**Questions:**
1. According to the article on being scapegoated in a marriage, where do we first get assigned unconscious roles?
2. In the article on being scapegoated in a marriage, substitute "patterns" for "roles" in the part starting with "This lack of" and going on through "relationships in general.", then give that part again.
3. Proceed with the article on being scapegoated in a marriage, picking up after its final sentence.
------ Document passage ------
When You’re Scapegoated As The Problem In Your Marriage
With a number of couples I’ve seen over the years, there’s a trend in which one partner tends to scapegoat the other partner for all the issues or problems in the relationship or marriage, rather than taking any responsibility for contributing to those problems, which gets exacerbated when the “problem" child” spouse believes this narrative, and acts accordingly against the blaming spouse.
This lack of responsibility or acknowledgment that problems leads to certain dysfunctional roles that get assigned within a relationship or a marriage, which solidifies the marital problems and makes it harder to work through. We all get assigned unconscious roles in our family of origin growing up, and we often end up fulfilling similar roles in our marriage or intimate relationships as an adult. Our job is to identify these roles, and bring consciousness to them to break them, to heal ourselves, to heal our relationship partners and to heal our relationships in general.
In considering this, to the “blamed” or scapegoated partner, you are not exempt from your contributions to the problems in the relationship or marriage. It’s our responsibility within the context of a relationship to take responsibility for our words, actions, deeds, feelings and emotions when it comes to being in a relationship. It takes both partners to create relationship or marital issues, and even through the problems or issues (e.g. alcoholism, infidelity or the like) seem more obvious or heavily weighed against one partner, there are still issues originating from the other spouse, even if they’re harder to see.
------ Supplied information ------
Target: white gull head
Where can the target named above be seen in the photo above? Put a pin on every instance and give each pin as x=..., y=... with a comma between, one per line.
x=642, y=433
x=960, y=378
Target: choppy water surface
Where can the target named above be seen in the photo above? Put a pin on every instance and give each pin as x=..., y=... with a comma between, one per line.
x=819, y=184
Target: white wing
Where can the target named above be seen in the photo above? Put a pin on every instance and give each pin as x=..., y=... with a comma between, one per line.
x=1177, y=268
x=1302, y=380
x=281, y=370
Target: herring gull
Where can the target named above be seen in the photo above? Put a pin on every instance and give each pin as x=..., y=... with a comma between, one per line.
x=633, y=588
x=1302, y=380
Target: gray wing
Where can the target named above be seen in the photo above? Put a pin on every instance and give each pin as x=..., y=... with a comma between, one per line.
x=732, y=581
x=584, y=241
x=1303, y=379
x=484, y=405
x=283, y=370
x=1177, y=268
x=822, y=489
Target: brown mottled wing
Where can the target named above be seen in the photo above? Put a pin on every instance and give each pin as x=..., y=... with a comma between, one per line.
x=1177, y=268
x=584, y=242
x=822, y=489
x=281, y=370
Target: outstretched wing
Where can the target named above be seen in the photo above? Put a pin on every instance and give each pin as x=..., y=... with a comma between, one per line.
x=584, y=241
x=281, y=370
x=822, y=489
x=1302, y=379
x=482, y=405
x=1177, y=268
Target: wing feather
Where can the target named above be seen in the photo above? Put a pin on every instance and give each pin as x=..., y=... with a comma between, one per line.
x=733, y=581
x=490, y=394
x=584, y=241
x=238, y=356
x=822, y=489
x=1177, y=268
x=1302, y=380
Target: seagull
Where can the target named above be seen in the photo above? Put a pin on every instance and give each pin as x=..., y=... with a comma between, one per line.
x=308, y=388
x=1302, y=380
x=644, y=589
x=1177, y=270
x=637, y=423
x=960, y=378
------
**Results for the exercise:**
1. We first get assigned unconscious roles in our family of origin while growing up.

2.
This lack of responsibility or acknowledgment that problems leads to certain dysfunctional patterns that get assigned within a relationship or a marriage, which solidifies the marital problems and makes it harder to work through. We all get assigned unconscious patterns in our family of origin growing up, and we often end up fulfilling similar patterns in our marriage or intimate relationships as an adult. Our job is to identify these patterns, and bring consciousness to them to break them, to heal ourselves, to heal our relationship partners and to heal our relationships in general.

3.
In therapy, this “negative cycle” is a pattern or series of behaviors, ways of thinking about our significant others and relationships, and underlying or unconscious emotions that drive conflict, contempt and problems. They also drive behaviors like cheating, depression, substance abuse and other destructive and self-destructive tendencies that partners can fall into. Identifying this negative cycle and learning how to repair it, there is less emphasis on investing in these destructive patterns that harm or threaten your valued relationship.
If not worked on, this cycle can fester over years, or decades, and create relationship erosion or flat out end marriages or relationships. The pattern can move with you into new relationships,and create their own patterns within those, so one cannot really run away from them by ending whet arty perceive as a bad or harmful relationship without considering the negative cycle and their contribution to it.